Stored data entries

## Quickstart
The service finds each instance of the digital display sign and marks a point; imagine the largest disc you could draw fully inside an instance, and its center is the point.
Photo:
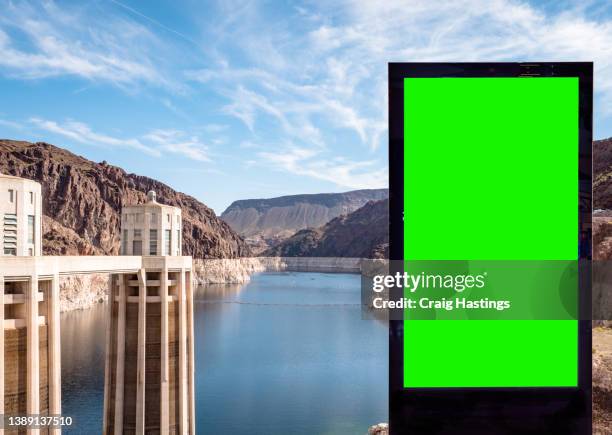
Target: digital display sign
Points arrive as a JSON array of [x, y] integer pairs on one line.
[[490, 173]]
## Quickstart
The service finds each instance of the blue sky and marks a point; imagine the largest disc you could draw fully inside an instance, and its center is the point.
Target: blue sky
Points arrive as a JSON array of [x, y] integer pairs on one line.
[[229, 100]]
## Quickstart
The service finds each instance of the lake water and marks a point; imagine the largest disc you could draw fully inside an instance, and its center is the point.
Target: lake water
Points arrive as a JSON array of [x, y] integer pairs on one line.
[[286, 353]]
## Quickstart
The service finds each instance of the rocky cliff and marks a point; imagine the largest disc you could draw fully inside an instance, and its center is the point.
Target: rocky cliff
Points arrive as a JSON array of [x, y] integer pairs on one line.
[[363, 233], [265, 222], [82, 202], [602, 174]]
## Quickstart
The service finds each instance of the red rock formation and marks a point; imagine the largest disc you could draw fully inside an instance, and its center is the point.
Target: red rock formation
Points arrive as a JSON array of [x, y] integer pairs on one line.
[[82, 202]]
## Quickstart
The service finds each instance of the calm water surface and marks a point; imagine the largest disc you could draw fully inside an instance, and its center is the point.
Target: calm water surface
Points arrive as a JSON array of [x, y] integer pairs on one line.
[[286, 353]]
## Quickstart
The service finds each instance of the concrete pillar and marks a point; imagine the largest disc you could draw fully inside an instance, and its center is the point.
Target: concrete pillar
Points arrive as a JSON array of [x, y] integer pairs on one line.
[[120, 366], [189, 283], [107, 362], [33, 364], [142, 343], [55, 360], [183, 374], [1, 347], [164, 372]]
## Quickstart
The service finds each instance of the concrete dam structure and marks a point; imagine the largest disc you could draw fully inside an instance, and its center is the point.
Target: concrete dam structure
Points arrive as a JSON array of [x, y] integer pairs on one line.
[[149, 376]]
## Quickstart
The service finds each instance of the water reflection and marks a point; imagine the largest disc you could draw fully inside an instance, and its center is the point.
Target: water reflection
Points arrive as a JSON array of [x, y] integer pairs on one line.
[[285, 353], [83, 351]]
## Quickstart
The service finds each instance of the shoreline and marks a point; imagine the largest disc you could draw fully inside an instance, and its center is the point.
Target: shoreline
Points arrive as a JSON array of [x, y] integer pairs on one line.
[[80, 292]]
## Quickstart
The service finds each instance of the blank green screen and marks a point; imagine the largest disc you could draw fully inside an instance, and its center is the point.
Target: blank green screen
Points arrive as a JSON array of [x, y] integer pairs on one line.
[[490, 173]]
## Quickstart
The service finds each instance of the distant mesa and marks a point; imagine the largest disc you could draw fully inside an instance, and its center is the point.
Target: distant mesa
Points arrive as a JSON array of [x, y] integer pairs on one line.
[[267, 222], [363, 233]]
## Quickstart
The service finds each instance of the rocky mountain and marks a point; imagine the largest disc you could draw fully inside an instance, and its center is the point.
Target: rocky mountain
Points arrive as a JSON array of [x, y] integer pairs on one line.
[[363, 233], [602, 174], [82, 202], [265, 222]]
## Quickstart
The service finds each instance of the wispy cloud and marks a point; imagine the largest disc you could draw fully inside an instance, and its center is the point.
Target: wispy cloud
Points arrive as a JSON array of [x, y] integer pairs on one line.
[[155, 143], [44, 40], [81, 133], [338, 170], [178, 142]]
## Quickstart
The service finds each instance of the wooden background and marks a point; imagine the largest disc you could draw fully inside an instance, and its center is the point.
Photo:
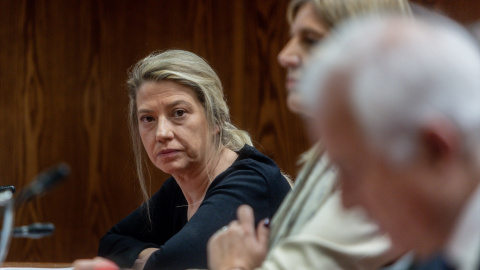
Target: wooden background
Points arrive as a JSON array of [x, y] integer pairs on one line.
[[62, 98]]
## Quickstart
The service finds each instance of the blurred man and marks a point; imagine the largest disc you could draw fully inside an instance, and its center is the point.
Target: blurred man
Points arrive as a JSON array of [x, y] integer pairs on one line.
[[397, 104]]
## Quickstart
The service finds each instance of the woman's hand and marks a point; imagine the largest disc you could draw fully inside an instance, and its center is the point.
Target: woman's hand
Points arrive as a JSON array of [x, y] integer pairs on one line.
[[239, 246], [97, 263], [142, 258]]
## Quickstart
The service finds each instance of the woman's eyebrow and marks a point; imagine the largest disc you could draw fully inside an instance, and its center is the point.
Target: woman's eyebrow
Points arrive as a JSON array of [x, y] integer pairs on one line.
[[178, 102]]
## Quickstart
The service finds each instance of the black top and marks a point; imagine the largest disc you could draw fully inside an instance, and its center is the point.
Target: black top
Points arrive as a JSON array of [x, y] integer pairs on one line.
[[252, 179]]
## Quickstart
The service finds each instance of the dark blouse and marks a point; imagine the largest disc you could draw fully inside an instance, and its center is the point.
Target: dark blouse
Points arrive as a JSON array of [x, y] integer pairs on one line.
[[252, 179]]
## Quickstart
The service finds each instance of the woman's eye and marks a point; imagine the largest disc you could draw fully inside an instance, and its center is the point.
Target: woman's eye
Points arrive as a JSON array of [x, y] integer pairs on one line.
[[310, 41], [146, 119], [179, 113]]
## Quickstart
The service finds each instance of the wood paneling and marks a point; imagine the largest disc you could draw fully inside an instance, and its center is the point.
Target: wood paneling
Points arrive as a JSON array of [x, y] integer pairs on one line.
[[62, 98]]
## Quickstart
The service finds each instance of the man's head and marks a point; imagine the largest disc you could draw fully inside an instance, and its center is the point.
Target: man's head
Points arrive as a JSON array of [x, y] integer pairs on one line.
[[397, 105]]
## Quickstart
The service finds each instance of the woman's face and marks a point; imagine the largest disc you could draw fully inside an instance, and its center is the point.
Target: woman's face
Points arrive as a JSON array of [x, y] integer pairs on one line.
[[173, 127], [306, 30]]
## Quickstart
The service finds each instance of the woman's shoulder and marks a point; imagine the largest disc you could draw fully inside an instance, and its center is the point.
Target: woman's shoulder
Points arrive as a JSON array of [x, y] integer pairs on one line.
[[252, 166]]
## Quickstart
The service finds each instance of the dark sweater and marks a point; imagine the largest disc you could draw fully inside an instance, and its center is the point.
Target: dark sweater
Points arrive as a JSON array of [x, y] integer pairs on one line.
[[252, 179]]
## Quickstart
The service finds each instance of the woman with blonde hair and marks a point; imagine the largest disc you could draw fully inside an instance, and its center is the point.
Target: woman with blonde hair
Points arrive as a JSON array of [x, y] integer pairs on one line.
[[179, 119], [311, 230]]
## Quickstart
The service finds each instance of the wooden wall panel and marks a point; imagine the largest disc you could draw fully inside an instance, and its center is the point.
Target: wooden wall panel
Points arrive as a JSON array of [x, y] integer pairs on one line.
[[62, 98]]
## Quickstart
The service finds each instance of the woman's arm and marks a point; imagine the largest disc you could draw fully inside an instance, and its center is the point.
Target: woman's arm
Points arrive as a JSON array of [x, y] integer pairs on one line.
[[187, 249]]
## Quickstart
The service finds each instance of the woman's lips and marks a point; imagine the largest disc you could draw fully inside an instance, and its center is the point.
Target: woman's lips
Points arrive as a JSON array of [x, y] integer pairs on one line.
[[167, 153], [291, 84]]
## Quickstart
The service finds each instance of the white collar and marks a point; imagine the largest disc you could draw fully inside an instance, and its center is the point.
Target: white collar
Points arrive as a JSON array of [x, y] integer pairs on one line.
[[463, 247]]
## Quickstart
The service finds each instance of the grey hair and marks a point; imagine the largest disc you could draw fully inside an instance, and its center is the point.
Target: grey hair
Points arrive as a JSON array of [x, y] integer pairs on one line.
[[188, 69], [401, 74]]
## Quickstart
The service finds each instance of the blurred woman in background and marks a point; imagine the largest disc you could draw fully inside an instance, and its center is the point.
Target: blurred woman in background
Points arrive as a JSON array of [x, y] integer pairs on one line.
[[311, 230]]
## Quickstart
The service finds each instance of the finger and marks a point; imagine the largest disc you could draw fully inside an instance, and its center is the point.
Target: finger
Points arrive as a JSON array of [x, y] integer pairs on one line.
[[263, 232]]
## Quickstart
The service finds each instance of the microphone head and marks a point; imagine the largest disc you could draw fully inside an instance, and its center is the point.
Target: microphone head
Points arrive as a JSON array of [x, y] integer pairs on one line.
[[45, 181], [34, 231], [11, 188]]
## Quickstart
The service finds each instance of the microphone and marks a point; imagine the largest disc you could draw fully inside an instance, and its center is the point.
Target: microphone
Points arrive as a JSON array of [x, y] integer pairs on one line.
[[34, 230], [42, 183], [11, 188]]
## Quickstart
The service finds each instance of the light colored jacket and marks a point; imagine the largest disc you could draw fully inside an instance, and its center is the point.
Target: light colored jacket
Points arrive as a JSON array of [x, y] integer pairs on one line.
[[312, 230]]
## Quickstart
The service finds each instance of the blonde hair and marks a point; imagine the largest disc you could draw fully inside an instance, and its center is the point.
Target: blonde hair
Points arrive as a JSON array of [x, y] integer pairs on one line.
[[332, 12], [187, 69]]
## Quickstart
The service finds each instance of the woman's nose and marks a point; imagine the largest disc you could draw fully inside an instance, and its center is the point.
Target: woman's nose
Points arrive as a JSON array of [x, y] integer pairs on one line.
[[164, 130], [289, 56]]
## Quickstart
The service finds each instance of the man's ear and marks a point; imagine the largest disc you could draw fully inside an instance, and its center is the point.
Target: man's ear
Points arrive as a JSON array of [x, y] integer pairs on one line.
[[440, 141]]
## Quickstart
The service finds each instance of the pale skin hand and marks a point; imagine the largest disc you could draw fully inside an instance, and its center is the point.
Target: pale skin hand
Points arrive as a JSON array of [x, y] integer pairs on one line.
[[240, 246], [143, 257], [99, 263]]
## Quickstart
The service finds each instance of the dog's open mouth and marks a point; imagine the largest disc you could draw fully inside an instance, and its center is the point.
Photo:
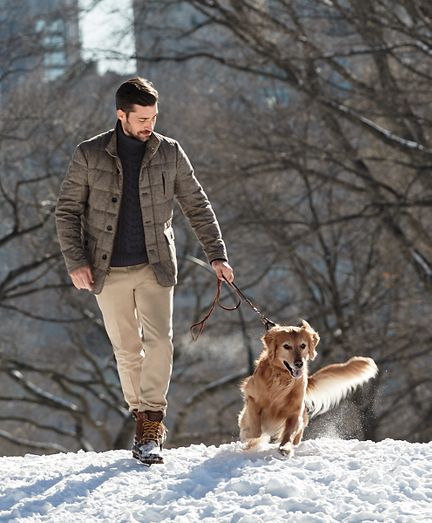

EXERCISE:
Only one number is wanted: how many lines of the data above include the word "mountain".

TASK RESULT:
2